#### Given passage:
>> Begin

- Appointed: 5 October 1396
- Term ended: 6 January 1398
- Predecessor: Thomas Arundel
- Successor: Richard le Scrope
- Other posts: Archbishop of Dublin Bishop of Chichester

Personal details
- Died: 29 December 1397
- Buried: Westminster Abbey
- Denomination: Roman Catholic

= Robert Waldby =

Archbishop of York from 1396 to 1398

Robert Waldby (died 1397) was a native of York and friar of the Order of Saint Augustine who followed Edward, the Black Prince into Aquitaine, and undertook a number of diplomatic missions on his behalf. After studying at Toulouse, he became professor of theology there. He later became close to Edward's son, King Richard II. He was a firm opponent of John Wycliffe, wrote a book denouncing him, and was a member of the Synod which assembled at Oxford in 1382 to judge his orthodoxy.

>> End

#### Requirements:
1 – Which people, other than Robert Waldby himself, are named in the Robert Waldby text? Leave out Saint Augustine, who appears only in the name of a religious order.
2 – Write the next part of the Robert Waldby text, starting after its last sentence.
The records below come from a different source than the Robert Waldby text.

#### Entries supplied:

>> Begin

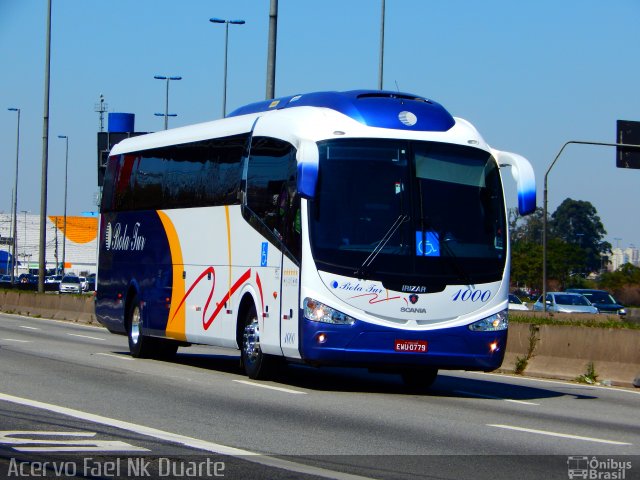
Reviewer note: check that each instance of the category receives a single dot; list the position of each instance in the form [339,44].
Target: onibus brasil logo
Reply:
[118,237]
[596,468]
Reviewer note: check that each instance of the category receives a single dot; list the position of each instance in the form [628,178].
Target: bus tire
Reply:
[255,363]
[140,345]
[419,379]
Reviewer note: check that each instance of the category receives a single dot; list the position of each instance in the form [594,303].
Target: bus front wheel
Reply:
[254,362]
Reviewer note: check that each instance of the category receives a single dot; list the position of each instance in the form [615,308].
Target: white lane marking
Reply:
[42,443]
[561,435]
[479,395]
[186,441]
[85,336]
[121,357]
[270,387]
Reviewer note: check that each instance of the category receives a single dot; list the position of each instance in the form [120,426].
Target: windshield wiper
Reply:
[363,269]
[451,256]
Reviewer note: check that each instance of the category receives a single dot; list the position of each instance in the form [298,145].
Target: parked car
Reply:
[563,302]
[91,282]
[70,284]
[602,300]
[516,304]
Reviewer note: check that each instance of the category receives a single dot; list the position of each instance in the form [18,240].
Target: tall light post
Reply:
[381,62]
[14,247]
[42,244]
[226,45]
[271,49]
[64,221]
[166,114]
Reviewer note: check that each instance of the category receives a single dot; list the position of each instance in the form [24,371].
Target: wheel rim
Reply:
[135,325]
[251,345]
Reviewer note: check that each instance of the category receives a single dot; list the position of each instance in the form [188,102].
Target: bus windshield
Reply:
[408,212]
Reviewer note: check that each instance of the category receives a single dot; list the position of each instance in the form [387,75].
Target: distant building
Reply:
[621,256]
[79,242]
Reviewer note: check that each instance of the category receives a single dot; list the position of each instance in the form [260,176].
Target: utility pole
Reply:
[271,53]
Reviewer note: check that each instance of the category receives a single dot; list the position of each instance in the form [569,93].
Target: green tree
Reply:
[576,222]
[627,274]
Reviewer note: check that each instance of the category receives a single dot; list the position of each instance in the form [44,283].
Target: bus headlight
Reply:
[494,323]
[319,312]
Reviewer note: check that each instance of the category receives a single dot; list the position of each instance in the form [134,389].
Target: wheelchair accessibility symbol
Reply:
[427,244]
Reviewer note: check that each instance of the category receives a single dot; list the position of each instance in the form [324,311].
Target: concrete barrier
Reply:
[74,308]
[551,351]
[566,352]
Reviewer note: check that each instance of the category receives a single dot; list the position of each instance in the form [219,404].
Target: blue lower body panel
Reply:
[373,346]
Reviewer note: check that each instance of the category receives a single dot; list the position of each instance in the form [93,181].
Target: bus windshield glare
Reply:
[422,212]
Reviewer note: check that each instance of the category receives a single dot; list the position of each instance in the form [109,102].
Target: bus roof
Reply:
[373,108]
[405,114]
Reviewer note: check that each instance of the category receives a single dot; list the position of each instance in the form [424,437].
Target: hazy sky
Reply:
[530,75]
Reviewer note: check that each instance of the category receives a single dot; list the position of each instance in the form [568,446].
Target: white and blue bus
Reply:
[361,228]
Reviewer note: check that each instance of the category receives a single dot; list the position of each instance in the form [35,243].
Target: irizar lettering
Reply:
[414,288]
[413,310]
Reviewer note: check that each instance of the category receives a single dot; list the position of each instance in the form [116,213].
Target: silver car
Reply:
[70,284]
[563,302]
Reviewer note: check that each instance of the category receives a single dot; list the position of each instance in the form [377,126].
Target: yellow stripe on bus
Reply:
[176,325]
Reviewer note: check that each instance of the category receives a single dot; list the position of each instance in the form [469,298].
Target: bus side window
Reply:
[271,187]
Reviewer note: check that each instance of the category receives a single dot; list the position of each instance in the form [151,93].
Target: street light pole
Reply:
[64,222]
[166,114]
[42,256]
[15,201]
[544,207]
[271,49]
[226,45]
[381,63]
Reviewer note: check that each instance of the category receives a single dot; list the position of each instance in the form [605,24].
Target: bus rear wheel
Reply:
[255,363]
[419,379]
[140,345]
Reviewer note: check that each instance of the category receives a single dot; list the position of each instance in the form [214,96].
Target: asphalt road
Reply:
[63,382]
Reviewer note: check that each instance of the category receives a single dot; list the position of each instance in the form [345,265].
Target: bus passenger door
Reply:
[290,278]
[290,310]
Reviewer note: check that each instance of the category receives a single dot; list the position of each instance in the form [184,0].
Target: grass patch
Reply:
[585,320]
[590,376]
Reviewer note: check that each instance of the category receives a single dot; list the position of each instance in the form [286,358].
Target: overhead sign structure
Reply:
[628,132]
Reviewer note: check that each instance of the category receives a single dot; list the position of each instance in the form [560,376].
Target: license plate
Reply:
[414,346]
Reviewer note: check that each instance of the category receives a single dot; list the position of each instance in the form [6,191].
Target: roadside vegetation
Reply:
[577,254]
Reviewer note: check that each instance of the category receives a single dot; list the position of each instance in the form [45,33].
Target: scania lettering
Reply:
[320,229]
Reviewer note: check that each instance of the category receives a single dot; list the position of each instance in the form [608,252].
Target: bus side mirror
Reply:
[308,160]
[522,173]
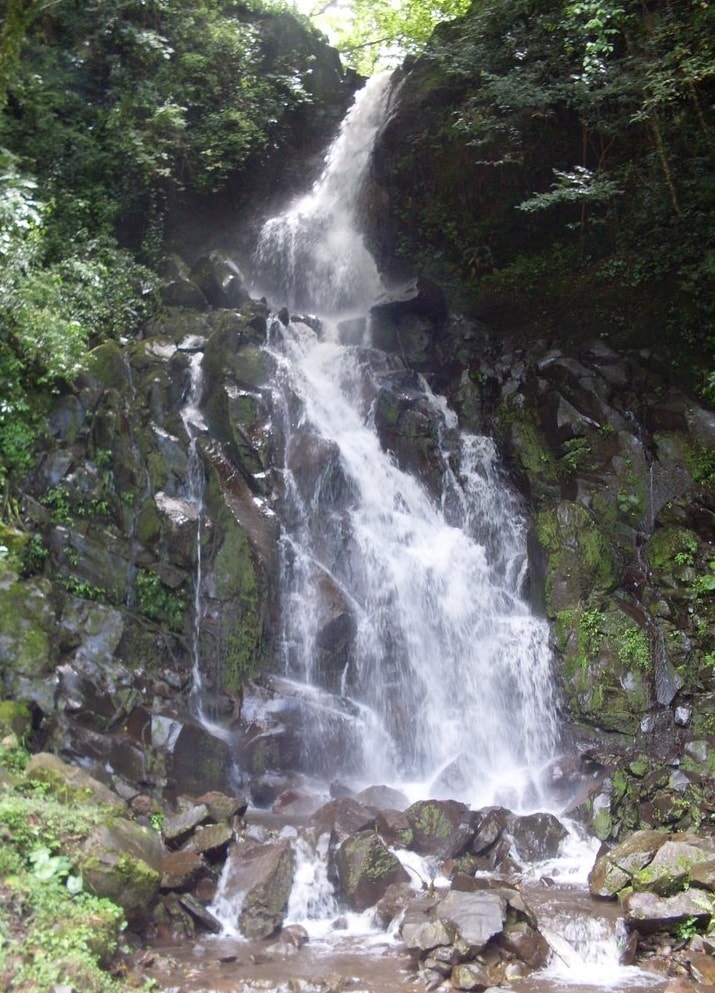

>> End

#### Outputs by task:
1 – Thomas Arundel, Richard le Scrope, Edward the Black Prince, King Richard II, John Wycliffe

2 –
There is a possibility that Waldby was Bishop of Sodor and Man in 1381, although at the time John Dongan was the bishop from 1374 to 1391. He definitely became Bishop of Aire in Gascony in 1387, and Chancellor of Aquitaine, and translated to the archbishopric of Dublin in Ireland on 14 November 1390, with the strong support of King Richard. He received the temporalities of the See in July 1391. He was given money and troops to defend Leinster, the one province under more or less secure English rule, against hostile Irish clans, and succeeded in relieving Naas, County Kildare. He was apparently most unhappy in Ireland, and was even prepared to accept a junior English bishopric in order to come home. After five years in Dublin, he translated to the bishopric of Chichester in England on 25 October 1395, and finally became Archbishop of York on 5 October 1396.

Waldby died on 29 December 1397 with his bishopric being sede vacante on 6 January 1398. He was buried in the Chapel of St. Edmund in Westminster Abbey, where his monumental brass still remains.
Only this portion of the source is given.